───── Quoted passage

CHHATRASINHJI KESARISINHJI THAKORE Vs. COMMISSIONER OF INCOME TAX
LAWS(SC)-1965-10-21
SUPREME COURT OF INDIA
Decided on October 20,1965

CHHATRASINHJI KESARISINHJI THAKORE Appellant
VERSUS
COMMISSIONER OF INCOME TAX, BOMBAY CITY II Respondents

JUDGEMENT

- (1.) On December 11, 1947, the appellant granted to the Shivrajpur Syndicate Ltd. rights for mining manganese ore from lands in two villages Shivrajpur and Bhat. The following are the material terms of the indenture of lease : "X X X in consideration of the rents and royalties covenants and agreements by and in these presents and in the Schedule hereunder written, reserved and contained and on the part of the Lessee to be paid, observed and performed, the Lessor hereby grants and demises unto the Lessee All Those the mines, beds, veins, and seams of Manganese Ore X X situate lying and being in and under the land X X. X X X to Hold the premises X X granted and demised unto the Lessee for the term of twelve years which shall be deemed to have commenced from the first day of December One thousand nine hundred and forty-five. X X X. yielding and paying therefore unto the Lessor the several rents and royalties mentioned in Part V of the Schedule at the respective times herein specified subject to the provisions contained in Part VI of the said Schedule." In Parts II, III and IV of the Schedule liberties, powers, privileges, restrictions and conditions enjoyed by the lessee were set out. By Part V the Syndicate agreed to pay annually Rs. 2,629/8/8 as rent and royalty at the rate of 8 per cent of the sale value of all manganese ore. By Cl. 1 of Part VII it was agreed that : "The lessee shall pay the rents and royalty reserved by this lease at the time and in the manner provided in Parts V and VI and shall also pay and discharge all taxes, rates, assessments and impositions whatsoever being in the nature of public demands which shall from time to time be charged, assessed or imposed upon or in respect of the mines or works of the lessee or any part thereof by authority of the Government of India or the Government of Bombay or otherwise except demands for land revenue X X X"
(2.) The appellant received from the Syndicate, beside rents and royalty, Rs. 16,309 in the year ending July 31, 1951 and Rs. 39,515 in the year ending July 31, 1952, being 3/16th of the amount of rent and royalty payable to the appellant in accordance with the terms of Part V of the lease. The Syndicate described this payment as "Local Fund Cess." The Income-tax Officer. Ward "B', Panch Mahals, brought these two amounts to tax in the assessment year 1952-53 and 1953-54. In appeal to the Appellant Assistant Commissioner of Income-tax, Baroda Range, it was maintained by the appellant that the two sums were not taxable, because they represented Local Fund Cess collected by him on behalf of the Government of Bombay or the Local Board, Panch Mahals, and in any event because they were receipts "of a casual and non-recurring nature." The Appellant Assistant Commissioner upheld those contentions of the appellant and directed that the said sums be excluded from the total income of the appellant.

──────────
───── Given data

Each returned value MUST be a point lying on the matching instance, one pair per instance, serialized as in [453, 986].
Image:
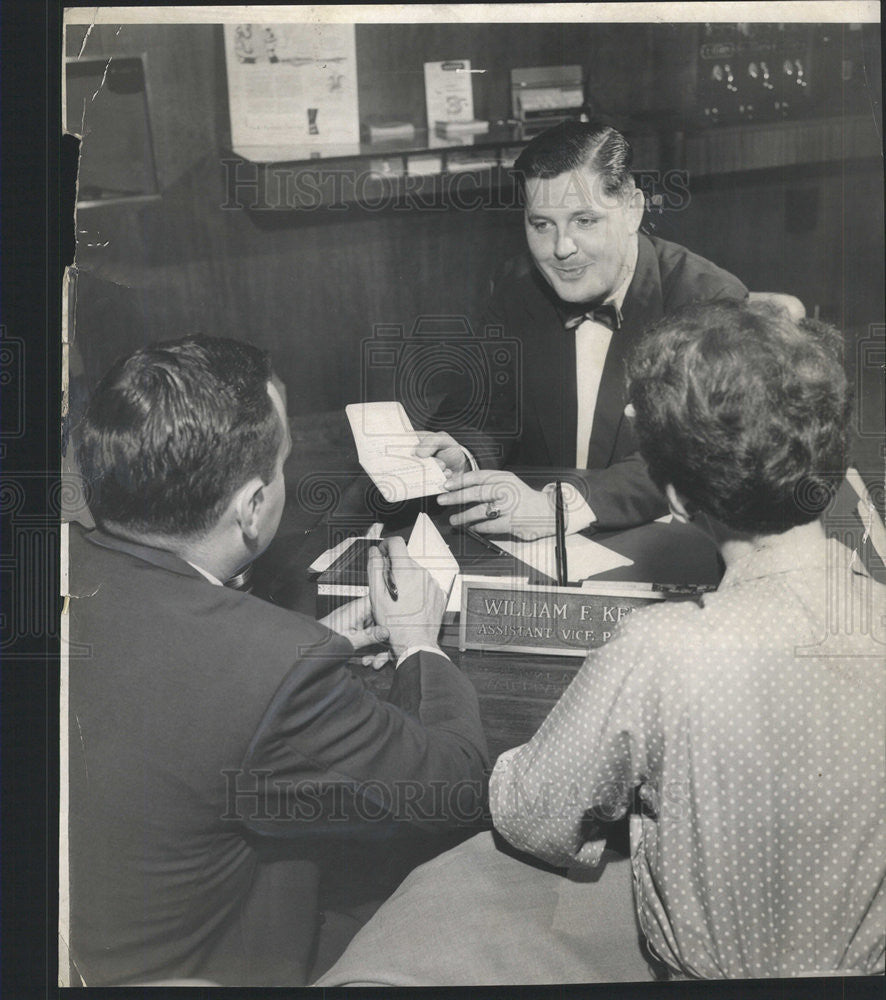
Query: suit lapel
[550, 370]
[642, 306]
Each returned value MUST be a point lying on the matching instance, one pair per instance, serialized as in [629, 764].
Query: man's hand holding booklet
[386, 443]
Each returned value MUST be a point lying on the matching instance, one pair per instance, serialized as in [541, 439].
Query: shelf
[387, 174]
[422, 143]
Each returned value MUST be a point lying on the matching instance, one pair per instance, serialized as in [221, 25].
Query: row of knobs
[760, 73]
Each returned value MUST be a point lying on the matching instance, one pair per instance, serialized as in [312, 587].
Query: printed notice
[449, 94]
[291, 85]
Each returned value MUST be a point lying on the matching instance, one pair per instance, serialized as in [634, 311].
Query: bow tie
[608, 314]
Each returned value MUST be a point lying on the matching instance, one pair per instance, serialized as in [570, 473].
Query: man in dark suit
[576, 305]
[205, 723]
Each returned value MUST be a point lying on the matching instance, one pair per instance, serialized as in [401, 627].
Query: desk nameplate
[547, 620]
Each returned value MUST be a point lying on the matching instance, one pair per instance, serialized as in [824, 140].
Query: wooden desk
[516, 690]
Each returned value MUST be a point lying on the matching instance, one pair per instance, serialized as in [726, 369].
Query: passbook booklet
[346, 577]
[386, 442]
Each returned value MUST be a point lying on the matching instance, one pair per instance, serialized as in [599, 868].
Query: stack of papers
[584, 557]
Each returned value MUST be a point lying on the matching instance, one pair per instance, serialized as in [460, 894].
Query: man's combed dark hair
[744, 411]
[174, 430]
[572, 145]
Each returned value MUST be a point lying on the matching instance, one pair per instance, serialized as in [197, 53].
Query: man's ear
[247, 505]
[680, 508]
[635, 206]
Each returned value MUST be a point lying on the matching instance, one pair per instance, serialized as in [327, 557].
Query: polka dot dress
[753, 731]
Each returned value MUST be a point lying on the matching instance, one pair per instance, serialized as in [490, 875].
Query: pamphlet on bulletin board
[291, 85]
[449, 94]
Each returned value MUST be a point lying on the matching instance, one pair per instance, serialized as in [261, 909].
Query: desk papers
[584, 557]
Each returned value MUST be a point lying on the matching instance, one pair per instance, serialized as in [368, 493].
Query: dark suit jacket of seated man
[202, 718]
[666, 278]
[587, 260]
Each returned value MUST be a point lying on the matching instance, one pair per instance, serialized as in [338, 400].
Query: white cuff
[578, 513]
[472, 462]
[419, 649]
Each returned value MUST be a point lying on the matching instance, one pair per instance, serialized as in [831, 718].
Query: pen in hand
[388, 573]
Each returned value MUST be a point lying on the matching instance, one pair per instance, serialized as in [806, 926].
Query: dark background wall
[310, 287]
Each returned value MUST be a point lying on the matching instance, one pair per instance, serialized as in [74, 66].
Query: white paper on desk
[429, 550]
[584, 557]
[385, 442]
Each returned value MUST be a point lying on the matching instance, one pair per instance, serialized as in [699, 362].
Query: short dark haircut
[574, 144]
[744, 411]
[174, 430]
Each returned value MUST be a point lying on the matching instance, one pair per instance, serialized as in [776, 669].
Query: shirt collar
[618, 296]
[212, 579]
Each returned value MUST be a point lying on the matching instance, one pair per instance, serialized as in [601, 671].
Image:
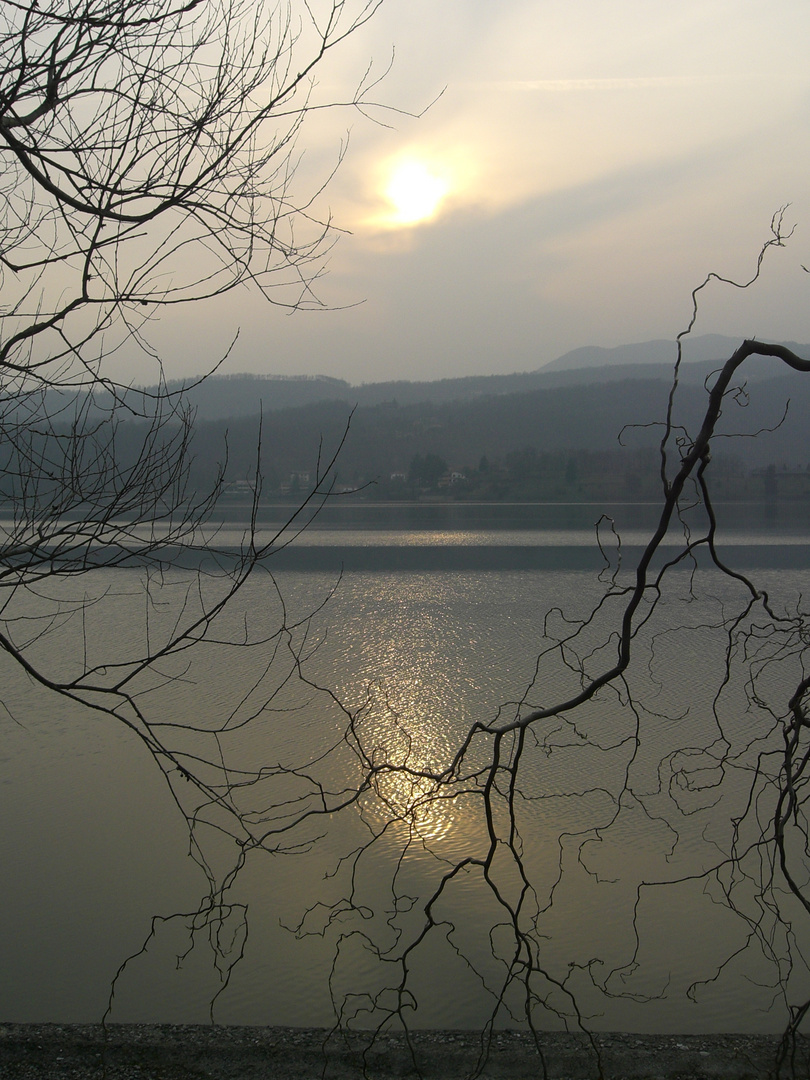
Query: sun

──────────

Requirement ▸
According to the judgment, what name did the Syndicate give to the payment it made beyond rents and royalty? Use only the judgment to answer.

Result of the exercise ▸
The Syndicate called it "Local Fund Cess."